▶ [Aim of the task]: Print the entries that appear below, exactly as written and without their pictures.

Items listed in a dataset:

__________

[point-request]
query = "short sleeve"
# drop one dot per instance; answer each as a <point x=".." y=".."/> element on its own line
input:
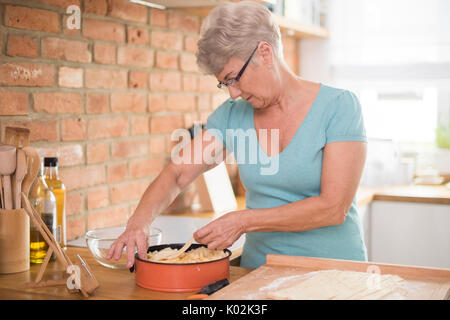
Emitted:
<point x="219" y="121"/>
<point x="346" y="119"/>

__________

▶ [Response to this exercise]:
[point-request]
query = "short sleeve"
# drop one dot per instance; answer each as a <point x=".." y=".."/> element on its own line
input:
Emitted:
<point x="219" y="121"/>
<point x="346" y="119"/>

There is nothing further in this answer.